= Short task =
Count the lines in the data below that contain the string "hill", treating uppercase and lowercase as different, and reply with only that number.

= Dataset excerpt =

_ _ _ _ _ _ _

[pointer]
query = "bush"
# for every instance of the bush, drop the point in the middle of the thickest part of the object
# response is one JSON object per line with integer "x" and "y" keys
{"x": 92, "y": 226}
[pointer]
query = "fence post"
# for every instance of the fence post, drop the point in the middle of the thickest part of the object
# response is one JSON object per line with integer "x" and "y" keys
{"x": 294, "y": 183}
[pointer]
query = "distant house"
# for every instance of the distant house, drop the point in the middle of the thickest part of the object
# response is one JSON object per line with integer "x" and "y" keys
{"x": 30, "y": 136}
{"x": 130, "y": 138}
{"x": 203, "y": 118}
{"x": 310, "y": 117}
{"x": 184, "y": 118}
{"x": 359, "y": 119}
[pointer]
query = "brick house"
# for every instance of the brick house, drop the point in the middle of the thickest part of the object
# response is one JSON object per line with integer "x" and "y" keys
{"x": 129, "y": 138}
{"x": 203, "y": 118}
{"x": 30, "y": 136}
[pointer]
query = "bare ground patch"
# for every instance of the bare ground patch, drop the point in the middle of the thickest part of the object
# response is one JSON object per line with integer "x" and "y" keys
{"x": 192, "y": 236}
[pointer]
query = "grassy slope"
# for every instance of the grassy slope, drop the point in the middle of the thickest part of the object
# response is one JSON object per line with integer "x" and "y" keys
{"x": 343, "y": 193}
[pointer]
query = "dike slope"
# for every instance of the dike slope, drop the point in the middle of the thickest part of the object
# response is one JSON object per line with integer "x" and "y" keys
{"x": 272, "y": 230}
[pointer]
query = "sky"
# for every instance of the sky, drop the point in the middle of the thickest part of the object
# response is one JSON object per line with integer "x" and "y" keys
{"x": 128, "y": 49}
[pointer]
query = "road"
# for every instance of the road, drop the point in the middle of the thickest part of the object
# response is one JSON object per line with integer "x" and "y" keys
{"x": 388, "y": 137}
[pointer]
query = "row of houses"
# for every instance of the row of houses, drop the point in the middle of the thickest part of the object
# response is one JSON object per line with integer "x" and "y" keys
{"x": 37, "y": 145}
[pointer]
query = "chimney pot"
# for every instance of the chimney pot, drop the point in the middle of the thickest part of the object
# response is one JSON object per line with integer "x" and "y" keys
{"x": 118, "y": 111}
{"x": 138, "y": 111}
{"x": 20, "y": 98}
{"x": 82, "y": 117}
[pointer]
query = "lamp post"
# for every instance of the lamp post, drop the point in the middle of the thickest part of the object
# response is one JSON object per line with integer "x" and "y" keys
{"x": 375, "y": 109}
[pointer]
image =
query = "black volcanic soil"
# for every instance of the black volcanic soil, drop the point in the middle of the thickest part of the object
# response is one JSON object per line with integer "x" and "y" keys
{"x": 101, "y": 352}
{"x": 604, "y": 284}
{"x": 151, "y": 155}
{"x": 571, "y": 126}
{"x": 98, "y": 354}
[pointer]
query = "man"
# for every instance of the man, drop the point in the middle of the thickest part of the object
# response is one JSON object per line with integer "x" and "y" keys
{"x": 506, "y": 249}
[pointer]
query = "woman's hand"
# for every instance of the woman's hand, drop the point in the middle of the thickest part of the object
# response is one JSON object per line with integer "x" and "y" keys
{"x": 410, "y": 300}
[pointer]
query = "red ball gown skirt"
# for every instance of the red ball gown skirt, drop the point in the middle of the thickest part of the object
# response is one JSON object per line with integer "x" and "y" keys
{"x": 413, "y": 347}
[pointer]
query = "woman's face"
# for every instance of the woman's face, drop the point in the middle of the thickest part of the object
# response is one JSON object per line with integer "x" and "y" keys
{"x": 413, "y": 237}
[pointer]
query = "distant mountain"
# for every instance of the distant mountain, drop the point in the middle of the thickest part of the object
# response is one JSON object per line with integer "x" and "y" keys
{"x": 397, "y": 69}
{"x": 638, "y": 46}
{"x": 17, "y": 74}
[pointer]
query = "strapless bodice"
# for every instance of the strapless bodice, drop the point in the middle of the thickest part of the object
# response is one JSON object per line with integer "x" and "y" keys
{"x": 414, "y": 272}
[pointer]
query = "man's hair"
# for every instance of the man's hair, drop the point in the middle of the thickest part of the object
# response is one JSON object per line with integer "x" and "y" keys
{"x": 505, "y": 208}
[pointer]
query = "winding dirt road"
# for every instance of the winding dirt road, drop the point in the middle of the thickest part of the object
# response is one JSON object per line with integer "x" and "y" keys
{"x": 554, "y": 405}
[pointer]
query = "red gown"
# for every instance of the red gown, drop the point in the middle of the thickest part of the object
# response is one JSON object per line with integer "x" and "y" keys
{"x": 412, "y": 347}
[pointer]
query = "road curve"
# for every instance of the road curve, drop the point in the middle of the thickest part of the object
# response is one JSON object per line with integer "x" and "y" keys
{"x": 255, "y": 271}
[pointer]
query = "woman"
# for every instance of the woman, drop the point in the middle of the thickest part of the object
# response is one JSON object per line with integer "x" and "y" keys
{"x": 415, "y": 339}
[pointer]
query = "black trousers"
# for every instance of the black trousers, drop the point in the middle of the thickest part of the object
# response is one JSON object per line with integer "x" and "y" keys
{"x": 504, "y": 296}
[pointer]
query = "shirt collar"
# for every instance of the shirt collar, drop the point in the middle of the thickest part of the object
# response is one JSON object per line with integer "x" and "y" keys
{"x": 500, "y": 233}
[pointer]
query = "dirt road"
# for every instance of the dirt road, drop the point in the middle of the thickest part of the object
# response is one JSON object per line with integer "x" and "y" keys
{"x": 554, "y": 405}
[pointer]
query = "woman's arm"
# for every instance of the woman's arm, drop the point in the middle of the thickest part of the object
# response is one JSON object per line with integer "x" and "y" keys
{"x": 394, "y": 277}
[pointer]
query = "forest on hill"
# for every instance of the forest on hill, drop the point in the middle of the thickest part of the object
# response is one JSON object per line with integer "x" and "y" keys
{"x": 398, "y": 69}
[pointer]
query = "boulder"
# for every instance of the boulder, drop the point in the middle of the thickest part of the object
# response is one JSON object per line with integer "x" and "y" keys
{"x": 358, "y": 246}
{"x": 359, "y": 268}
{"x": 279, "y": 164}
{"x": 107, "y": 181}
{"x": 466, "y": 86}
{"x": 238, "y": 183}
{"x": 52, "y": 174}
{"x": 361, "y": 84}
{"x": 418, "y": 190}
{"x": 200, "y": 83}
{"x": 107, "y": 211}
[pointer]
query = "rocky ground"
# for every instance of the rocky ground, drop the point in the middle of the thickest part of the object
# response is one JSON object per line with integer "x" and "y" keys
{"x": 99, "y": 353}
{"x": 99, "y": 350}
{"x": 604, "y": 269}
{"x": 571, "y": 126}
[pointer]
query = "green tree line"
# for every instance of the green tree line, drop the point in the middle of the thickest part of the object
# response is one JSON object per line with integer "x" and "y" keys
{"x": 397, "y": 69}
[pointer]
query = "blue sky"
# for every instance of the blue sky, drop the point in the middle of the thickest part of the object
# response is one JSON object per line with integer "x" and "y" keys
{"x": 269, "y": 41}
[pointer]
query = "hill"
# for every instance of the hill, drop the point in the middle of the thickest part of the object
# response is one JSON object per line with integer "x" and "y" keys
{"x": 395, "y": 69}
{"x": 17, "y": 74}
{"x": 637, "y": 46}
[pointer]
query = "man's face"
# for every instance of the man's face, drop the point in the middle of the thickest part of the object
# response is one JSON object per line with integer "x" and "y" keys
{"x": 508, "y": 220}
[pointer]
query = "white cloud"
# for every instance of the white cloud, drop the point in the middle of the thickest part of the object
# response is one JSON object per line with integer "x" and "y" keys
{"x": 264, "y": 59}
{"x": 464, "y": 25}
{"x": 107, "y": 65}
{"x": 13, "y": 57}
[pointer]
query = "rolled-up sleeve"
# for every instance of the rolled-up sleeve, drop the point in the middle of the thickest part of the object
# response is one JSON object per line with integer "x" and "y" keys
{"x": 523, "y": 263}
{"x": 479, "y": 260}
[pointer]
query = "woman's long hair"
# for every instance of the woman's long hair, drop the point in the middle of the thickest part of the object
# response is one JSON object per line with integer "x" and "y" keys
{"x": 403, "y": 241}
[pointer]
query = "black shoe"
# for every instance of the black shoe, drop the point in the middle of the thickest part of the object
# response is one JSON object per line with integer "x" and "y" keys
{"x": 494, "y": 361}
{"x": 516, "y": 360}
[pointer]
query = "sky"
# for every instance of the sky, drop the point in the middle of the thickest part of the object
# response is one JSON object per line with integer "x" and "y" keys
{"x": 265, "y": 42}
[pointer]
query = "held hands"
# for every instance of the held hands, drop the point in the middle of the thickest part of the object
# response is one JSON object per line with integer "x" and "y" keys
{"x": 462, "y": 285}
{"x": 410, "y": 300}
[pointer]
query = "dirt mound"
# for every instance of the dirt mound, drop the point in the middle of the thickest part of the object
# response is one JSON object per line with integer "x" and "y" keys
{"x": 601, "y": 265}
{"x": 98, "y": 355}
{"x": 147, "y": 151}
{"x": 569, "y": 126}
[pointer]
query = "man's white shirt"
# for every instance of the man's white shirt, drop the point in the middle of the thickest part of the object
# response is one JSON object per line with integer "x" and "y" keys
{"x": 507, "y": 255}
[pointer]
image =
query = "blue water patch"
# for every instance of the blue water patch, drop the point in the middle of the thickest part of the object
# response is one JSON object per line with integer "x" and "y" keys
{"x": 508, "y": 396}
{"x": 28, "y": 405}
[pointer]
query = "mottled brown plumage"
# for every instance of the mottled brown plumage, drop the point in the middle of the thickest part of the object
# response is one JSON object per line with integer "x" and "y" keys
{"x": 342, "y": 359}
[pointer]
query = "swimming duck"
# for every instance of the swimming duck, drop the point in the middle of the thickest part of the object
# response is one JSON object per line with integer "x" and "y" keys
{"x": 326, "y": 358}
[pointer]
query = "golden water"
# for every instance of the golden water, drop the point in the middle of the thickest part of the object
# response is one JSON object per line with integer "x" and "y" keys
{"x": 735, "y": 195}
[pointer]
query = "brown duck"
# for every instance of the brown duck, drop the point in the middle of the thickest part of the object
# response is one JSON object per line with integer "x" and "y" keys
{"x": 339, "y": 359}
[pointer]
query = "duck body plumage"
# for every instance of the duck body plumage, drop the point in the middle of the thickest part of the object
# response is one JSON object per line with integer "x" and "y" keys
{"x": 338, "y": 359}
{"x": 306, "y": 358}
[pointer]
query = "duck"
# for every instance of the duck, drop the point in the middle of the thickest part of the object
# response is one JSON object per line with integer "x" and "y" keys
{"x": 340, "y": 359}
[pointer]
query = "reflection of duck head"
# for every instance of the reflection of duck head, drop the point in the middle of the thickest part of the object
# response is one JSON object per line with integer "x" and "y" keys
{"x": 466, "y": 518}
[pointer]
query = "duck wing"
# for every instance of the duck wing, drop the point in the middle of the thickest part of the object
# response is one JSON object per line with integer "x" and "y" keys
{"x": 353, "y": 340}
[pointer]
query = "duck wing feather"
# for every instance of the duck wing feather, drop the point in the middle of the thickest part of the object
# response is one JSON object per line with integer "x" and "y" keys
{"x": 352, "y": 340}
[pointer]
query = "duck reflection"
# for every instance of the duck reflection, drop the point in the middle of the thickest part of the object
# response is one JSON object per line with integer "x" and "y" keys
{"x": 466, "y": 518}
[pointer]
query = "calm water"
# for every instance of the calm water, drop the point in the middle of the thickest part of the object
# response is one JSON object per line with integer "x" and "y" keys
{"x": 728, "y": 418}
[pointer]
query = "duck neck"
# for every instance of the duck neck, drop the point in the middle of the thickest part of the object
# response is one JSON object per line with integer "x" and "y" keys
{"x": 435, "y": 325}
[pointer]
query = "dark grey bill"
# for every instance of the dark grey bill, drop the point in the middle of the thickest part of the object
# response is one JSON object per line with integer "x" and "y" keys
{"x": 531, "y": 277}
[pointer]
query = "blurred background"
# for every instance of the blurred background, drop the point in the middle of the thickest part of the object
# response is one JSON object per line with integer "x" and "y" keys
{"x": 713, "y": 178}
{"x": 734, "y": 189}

_ _ _ _ _ _ _

= Right answer =
4